*Supplied data*:
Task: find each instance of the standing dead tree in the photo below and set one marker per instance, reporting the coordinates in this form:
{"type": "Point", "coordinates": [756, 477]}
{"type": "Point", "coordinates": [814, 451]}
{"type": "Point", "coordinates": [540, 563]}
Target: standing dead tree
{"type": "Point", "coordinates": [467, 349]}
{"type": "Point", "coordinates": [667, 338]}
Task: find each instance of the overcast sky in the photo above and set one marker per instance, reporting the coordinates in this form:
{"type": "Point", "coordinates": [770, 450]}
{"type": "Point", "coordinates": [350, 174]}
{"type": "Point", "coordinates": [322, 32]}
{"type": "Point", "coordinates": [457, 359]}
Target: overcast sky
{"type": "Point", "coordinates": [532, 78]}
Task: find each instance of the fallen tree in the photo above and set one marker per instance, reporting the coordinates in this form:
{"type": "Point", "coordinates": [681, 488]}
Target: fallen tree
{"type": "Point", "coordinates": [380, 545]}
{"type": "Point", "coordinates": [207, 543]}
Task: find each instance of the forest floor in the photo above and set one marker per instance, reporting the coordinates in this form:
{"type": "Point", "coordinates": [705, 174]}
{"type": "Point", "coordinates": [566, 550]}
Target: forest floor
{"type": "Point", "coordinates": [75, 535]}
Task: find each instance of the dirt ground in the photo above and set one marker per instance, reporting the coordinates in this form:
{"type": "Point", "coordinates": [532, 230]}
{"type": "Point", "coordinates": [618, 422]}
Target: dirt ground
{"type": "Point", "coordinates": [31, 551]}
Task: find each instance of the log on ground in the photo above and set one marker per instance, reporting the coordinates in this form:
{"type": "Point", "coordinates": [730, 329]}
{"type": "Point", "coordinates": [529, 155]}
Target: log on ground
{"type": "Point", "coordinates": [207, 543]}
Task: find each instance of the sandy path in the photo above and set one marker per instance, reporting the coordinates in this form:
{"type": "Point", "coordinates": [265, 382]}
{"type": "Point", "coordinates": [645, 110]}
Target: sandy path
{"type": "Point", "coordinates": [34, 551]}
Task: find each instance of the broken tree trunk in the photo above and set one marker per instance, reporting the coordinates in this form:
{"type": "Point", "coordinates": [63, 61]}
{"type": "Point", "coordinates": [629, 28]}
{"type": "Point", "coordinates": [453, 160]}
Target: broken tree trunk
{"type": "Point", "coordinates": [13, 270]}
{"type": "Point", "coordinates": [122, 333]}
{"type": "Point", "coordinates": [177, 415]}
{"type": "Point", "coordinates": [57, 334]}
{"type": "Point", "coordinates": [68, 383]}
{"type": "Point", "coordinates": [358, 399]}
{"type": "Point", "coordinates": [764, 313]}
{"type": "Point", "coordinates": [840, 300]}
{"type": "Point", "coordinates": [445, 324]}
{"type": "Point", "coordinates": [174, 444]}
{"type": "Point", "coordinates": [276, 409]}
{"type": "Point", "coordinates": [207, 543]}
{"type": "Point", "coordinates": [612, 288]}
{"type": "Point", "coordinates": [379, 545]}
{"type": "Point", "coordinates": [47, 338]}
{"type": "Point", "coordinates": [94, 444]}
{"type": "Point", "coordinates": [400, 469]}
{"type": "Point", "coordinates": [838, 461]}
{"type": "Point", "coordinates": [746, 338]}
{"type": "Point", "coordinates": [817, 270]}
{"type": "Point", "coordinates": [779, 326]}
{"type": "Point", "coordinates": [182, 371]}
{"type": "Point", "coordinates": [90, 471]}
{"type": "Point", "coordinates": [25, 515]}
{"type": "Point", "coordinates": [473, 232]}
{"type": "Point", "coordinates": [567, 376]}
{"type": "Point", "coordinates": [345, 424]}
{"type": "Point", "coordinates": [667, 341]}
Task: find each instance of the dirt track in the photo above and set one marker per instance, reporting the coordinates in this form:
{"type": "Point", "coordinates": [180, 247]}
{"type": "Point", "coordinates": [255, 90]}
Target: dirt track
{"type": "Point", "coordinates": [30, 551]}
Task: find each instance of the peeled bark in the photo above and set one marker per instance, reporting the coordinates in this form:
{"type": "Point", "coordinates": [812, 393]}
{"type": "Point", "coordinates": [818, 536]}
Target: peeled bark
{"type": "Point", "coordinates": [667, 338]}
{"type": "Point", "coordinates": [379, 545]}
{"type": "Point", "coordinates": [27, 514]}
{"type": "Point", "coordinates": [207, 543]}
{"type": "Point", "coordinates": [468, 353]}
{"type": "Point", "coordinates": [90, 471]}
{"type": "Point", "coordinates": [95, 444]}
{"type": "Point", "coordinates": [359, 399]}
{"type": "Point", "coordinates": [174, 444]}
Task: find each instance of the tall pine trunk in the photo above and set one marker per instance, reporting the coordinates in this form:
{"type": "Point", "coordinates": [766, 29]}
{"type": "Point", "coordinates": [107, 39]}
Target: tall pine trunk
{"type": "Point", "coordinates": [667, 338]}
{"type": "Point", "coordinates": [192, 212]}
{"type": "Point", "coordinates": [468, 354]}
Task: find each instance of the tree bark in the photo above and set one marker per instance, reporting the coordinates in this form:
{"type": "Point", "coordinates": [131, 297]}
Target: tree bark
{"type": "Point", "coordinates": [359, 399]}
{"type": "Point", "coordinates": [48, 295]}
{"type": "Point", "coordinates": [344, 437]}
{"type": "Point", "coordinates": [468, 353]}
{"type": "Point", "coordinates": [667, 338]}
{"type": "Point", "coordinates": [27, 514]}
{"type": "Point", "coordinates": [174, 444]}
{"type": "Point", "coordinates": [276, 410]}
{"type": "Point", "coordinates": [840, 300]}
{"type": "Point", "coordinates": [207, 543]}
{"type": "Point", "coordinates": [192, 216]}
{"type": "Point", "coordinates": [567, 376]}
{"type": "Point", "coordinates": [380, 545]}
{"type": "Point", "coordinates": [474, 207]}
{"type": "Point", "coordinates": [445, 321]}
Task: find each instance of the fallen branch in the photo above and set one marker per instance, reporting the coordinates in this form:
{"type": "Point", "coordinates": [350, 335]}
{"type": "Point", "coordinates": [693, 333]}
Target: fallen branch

*Required work*:
Render the data above as a Markdown table with the columns Row and Line, one numbered row for each line and no rows for blank lines.

*Exercise response*:
| Row | Line |
|---|---|
| 1 | Task: find each instance of the standing dead tree in the photo below and set one marker per instance, reporting the coordinates in this form: |
| 2 | {"type": "Point", "coordinates": [756, 477]} |
| 3 | {"type": "Point", "coordinates": [814, 451]} |
| 4 | {"type": "Point", "coordinates": [540, 563]} |
| 5 | Target: standing dead tree |
| 6 | {"type": "Point", "coordinates": [467, 349]} |
| 7 | {"type": "Point", "coordinates": [667, 338]} |
| 8 | Task: find each instance of the overcast sky in the photo above and set one marker per instance, reporting the coordinates in this form: |
| 9 | {"type": "Point", "coordinates": [770, 450]} |
| 10 | {"type": "Point", "coordinates": [350, 174]} |
| 11 | {"type": "Point", "coordinates": [322, 32]} |
| 12 | {"type": "Point", "coordinates": [457, 359]} |
| 13 | Target: overcast sky |
| 14 | {"type": "Point", "coordinates": [532, 78]} |
| 15 | Task: find each instance of the fallen tree in the photo above and set one marker per instance, reporting the coordinates in this form: |
| 16 | {"type": "Point", "coordinates": [681, 488]} |
| 17 | Target: fallen tree |
| 18 | {"type": "Point", "coordinates": [380, 545]} |
| 19 | {"type": "Point", "coordinates": [207, 543]} |
| 20 | Task: find each instance of the forest floor in the photo above and set one marker per instance, reporting the coordinates in this form: |
| 21 | {"type": "Point", "coordinates": [705, 174]} |
| 22 | {"type": "Point", "coordinates": [566, 550]} |
| 23 | Target: forest floor |
| 24 | {"type": "Point", "coordinates": [75, 535]} |
| 25 | Task: find each instance of the dirt ground in the photo above and set one marker per instance, reporting the coordinates in this form: |
| 26 | {"type": "Point", "coordinates": [532, 230]} |
| 27 | {"type": "Point", "coordinates": [618, 422]} |
| 28 | Target: dirt ground |
| 29 | {"type": "Point", "coordinates": [31, 551]} |
| 30 | Task: find each instance of the log on ground in the photo above and set one marker per instance, reporting the coordinates in this form: |
| 31 | {"type": "Point", "coordinates": [730, 329]} |
| 32 | {"type": "Point", "coordinates": [529, 155]} |
| 33 | Target: log on ground |
| 34 | {"type": "Point", "coordinates": [207, 543]} |
| 35 | Task: find each instance of the sandy path in the photo above and set one marker per instance, reporting the coordinates in this form: |
| 36 | {"type": "Point", "coordinates": [265, 382]} |
| 37 | {"type": "Point", "coordinates": [645, 110]} |
| 38 | Target: sandy path |
| 39 | {"type": "Point", "coordinates": [34, 551]} |
| 40 | Task: find each instance of the broken tree trunk in the photo above and set one marker per instance, reporting the coordinates in this form: |
| 41 | {"type": "Point", "coordinates": [63, 61]} |
| 42 | {"type": "Point", "coordinates": [629, 28]} |
| 43 | {"type": "Point", "coordinates": [453, 160]} |
| 44 | Target: broken tree trunk |
| 45 | {"type": "Point", "coordinates": [13, 270]} |
| 46 | {"type": "Point", "coordinates": [122, 333]} |
| 47 | {"type": "Point", "coordinates": [177, 415]} |
| 48 | {"type": "Point", "coordinates": [57, 334]} |
| 49 | {"type": "Point", "coordinates": [68, 383]} |
| 50 | {"type": "Point", "coordinates": [358, 399]} |
| 51 | {"type": "Point", "coordinates": [764, 313]} |
| 52 | {"type": "Point", "coordinates": [840, 300]} |
| 53 | {"type": "Point", "coordinates": [445, 324]} |
| 54 | {"type": "Point", "coordinates": [174, 444]} |
| 55 | {"type": "Point", "coordinates": [276, 409]} |
| 56 | {"type": "Point", "coordinates": [207, 543]} |
| 57 | {"type": "Point", "coordinates": [612, 288]} |
| 58 | {"type": "Point", "coordinates": [379, 545]} |
| 59 | {"type": "Point", "coordinates": [47, 338]} |
| 60 | {"type": "Point", "coordinates": [94, 444]} |
| 61 | {"type": "Point", "coordinates": [400, 469]} |
| 62 | {"type": "Point", "coordinates": [838, 461]} |
| 63 | {"type": "Point", "coordinates": [746, 338]} |
| 64 | {"type": "Point", "coordinates": [817, 270]} |
| 65 | {"type": "Point", "coordinates": [779, 326]} |
| 66 | {"type": "Point", "coordinates": [182, 371]} |
| 67 | {"type": "Point", "coordinates": [90, 471]} |
| 68 | {"type": "Point", "coordinates": [25, 515]} |
| 69 | {"type": "Point", "coordinates": [473, 232]} |
| 70 | {"type": "Point", "coordinates": [567, 376]} |
| 71 | {"type": "Point", "coordinates": [345, 424]} |
| 72 | {"type": "Point", "coordinates": [667, 341]} |
| 73 | Task: find each instance of the dirt track in the photo above and set one marker per instance, reporting the coordinates in this form: |
| 74 | {"type": "Point", "coordinates": [180, 247]} |
| 75 | {"type": "Point", "coordinates": [255, 90]} |
| 76 | Target: dirt track |
| 77 | {"type": "Point", "coordinates": [30, 551]} |
| 78 | Task: find each instance of the peeled bark in the photo above and set one marker per instance, reporting the coordinates in this form: |
| 79 | {"type": "Point", "coordinates": [812, 393]} |
| 80 | {"type": "Point", "coordinates": [818, 536]} |
| 81 | Target: peeled bark |
| 82 | {"type": "Point", "coordinates": [667, 338]} |
| 83 | {"type": "Point", "coordinates": [379, 545]} |
| 84 | {"type": "Point", "coordinates": [27, 514]} |
| 85 | {"type": "Point", "coordinates": [207, 543]} |
| 86 | {"type": "Point", "coordinates": [468, 353]} |
| 87 | {"type": "Point", "coordinates": [90, 471]} |
| 88 | {"type": "Point", "coordinates": [95, 444]} |
| 89 | {"type": "Point", "coordinates": [359, 399]} |
| 90 | {"type": "Point", "coordinates": [174, 444]} |
| 91 | Task: find each instance of the tall pine trunk in the photo above and set one marker per instance, reporting the coordinates in this form: |
| 92 | {"type": "Point", "coordinates": [766, 29]} |
| 93 | {"type": "Point", "coordinates": [107, 39]} |
| 94 | Target: tall pine trunk |
| 95 | {"type": "Point", "coordinates": [667, 338]} |
| 96 | {"type": "Point", "coordinates": [192, 212]} |
| 97 | {"type": "Point", "coordinates": [468, 354]} |
| 98 | Task: find each instance of the tree bark in the photo above and set one marker per instance, reporting the coordinates in this form: |
| 99 | {"type": "Point", "coordinates": [131, 297]} |
| 100 | Target: tree bark |
| 101 | {"type": "Point", "coordinates": [359, 399]} |
| 102 | {"type": "Point", "coordinates": [48, 295]} |
| 103 | {"type": "Point", "coordinates": [344, 437]} |
| 104 | {"type": "Point", "coordinates": [468, 353]} |
| 105 | {"type": "Point", "coordinates": [667, 338]} |
| 106 | {"type": "Point", "coordinates": [27, 514]} |
| 107 | {"type": "Point", "coordinates": [174, 444]} |
| 108 | {"type": "Point", "coordinates": [276, 410]} |
| 109 | {"type": "Point", "coordinates": [840, 300]} |
| 110 | {"type": "Point", "coordinates": [207, 543]} |
| 111 | {"type": "Point", "coordinates": [192, 216]} |
| 112 | {"type": "Point", "coordinates": [567, 376]} |
| 113 | {"type": "Point", "coordinates": [380, 545]} |
| 114 | {"type": "Point", "coordinates": [474, 207]} |
| 115 | {"type": "Point", "coordinates": [445, 321]} |
| 116 | Task: find each instance of the fallen branch in the photo above and set one marker per instance, reporting the coordinates in this form: |
| 117 | {"type": "Point", "coordinates": [350, 335]} |
| 118 | {"type": "Point", "coordinates": [693, 333]} |
| 119 | Target: fallen branch |